(Beginning of DATA RECORDS)
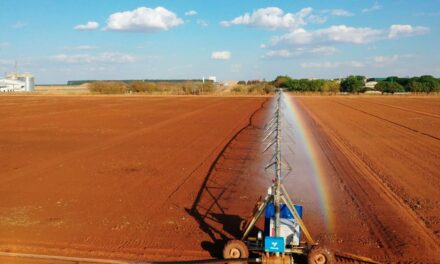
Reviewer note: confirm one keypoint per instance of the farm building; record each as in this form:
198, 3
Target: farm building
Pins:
16, 82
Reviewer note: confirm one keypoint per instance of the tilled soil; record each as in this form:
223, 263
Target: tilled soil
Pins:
385, 152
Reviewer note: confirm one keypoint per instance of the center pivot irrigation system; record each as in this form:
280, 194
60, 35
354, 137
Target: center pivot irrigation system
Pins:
281, 241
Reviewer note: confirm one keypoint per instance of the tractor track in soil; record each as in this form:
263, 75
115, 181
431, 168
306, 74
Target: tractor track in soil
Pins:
390, 121
405, 109
375, 197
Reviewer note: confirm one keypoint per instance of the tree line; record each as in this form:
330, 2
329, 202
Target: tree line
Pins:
356, 84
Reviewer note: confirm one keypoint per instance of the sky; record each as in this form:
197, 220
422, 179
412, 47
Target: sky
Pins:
66, 40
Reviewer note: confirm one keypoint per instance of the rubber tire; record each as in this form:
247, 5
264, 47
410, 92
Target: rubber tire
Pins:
235, 249
320, 255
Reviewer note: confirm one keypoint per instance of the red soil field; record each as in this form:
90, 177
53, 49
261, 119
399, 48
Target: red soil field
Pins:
385, 152
110, 176
170, 178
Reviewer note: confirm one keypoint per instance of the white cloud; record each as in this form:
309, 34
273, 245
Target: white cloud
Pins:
91, 25
332, 65
202, 22
19, 24
143, 19
428, 14
221, 55
80, 47
271, 18
333, 34
191, 13
338, 12
289, 54
6, 62
236, 68
106, 57
4, 45
376, 6
383, 61
406, 31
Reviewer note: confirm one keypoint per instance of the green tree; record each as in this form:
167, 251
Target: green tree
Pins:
280, 81
389, 87
331, 87
352, 84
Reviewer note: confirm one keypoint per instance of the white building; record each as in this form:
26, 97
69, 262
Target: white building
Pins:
16, 82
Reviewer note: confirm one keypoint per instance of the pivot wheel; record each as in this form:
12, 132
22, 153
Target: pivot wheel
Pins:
320, 255
235, 249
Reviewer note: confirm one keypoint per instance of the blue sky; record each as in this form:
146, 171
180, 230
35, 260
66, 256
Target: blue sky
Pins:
233, 40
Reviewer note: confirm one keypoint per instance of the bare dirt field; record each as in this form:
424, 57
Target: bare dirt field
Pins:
110, 176
385, 152
170, 178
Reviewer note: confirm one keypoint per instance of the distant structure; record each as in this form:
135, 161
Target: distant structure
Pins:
17, 82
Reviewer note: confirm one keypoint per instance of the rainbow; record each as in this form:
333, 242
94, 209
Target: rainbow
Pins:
310, 150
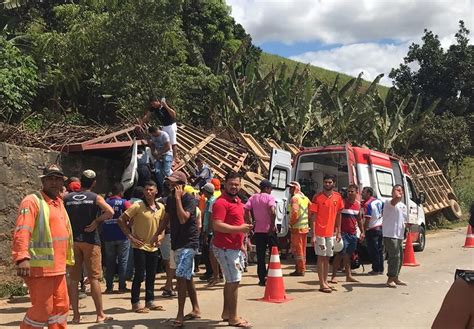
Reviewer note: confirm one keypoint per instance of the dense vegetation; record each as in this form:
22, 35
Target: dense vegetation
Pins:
99, 61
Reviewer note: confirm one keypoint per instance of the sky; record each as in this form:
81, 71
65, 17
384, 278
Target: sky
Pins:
350, 36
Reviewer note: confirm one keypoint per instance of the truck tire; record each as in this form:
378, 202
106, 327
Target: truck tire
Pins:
421, 240
453, 212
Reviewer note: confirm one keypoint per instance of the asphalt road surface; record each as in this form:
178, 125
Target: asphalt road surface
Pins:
369, 304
(End of DATA RECORDS)
» TASK OBJECTIVE
Every line above that carries the string "wheel" should be copied.

» RESULT
Reviewer note: confirm one keypoint per instance of the pivot wheel; record each as in this form:
Target: pivot wheel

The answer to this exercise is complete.